[Items listed in a dataset]

## start

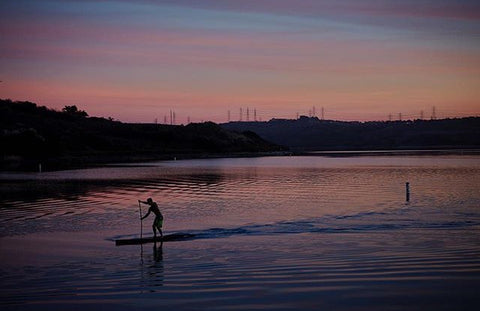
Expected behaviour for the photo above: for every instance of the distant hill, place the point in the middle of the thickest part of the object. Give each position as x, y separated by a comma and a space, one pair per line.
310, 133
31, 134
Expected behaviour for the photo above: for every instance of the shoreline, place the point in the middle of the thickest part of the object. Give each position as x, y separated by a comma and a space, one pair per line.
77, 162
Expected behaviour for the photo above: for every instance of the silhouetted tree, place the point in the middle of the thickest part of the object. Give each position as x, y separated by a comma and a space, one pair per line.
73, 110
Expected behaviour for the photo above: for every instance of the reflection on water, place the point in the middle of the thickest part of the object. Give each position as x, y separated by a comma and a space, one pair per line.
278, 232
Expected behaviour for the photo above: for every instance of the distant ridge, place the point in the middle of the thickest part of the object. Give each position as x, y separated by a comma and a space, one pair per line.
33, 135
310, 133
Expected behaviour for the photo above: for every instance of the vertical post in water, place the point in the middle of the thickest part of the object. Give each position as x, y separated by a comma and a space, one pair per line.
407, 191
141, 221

## end

◆ **The request**
Reproduce every line of the data above, requests included, adding 29 to each x and y coordinate in the answers. Leave the pictures out.

◆ **Solution for this task**
Expected behaviour for the photo above: for every instance of the distant hill, place the point in the middle of the thickest part of the object. Give each position as x, y separated by a comma and a space, one pair per line.
339, 162
60, 163
Expected behaviour for the photo above: for every instance of the shoreline, place the point in the middle of the thickest part of the object. Give each position as x, y separated by a comma and a space, one pair per line.
106, 191
Expected behaviour for the photo above: for every instance of the silhouetted tree, place the point in the middle of the thickest part of the object. Give each position as x, y separated by a comma and a space, one pair per line.
102, 139
Expected behaviour for the photo above: for every instance of the reflection on water, place the point in the middle of the thickest part of the object. Give each position as x, y separated by a comma and a space, one pair per line.
307, 261
Expected behaviour for the photo above: for every instance of the distant ridge, place the point in the middle of the thickest part of the object. Give each position as x, y separated by a comma and a space, one pair per line.
62, 164
339, 162
Expected behaviour for the photo above: for every instance of the vertical post in water, place the point in the middle of the thickest part of the object. Give each position as x, y separated by a comma and a space, one pair per line.
436, 220
170, 250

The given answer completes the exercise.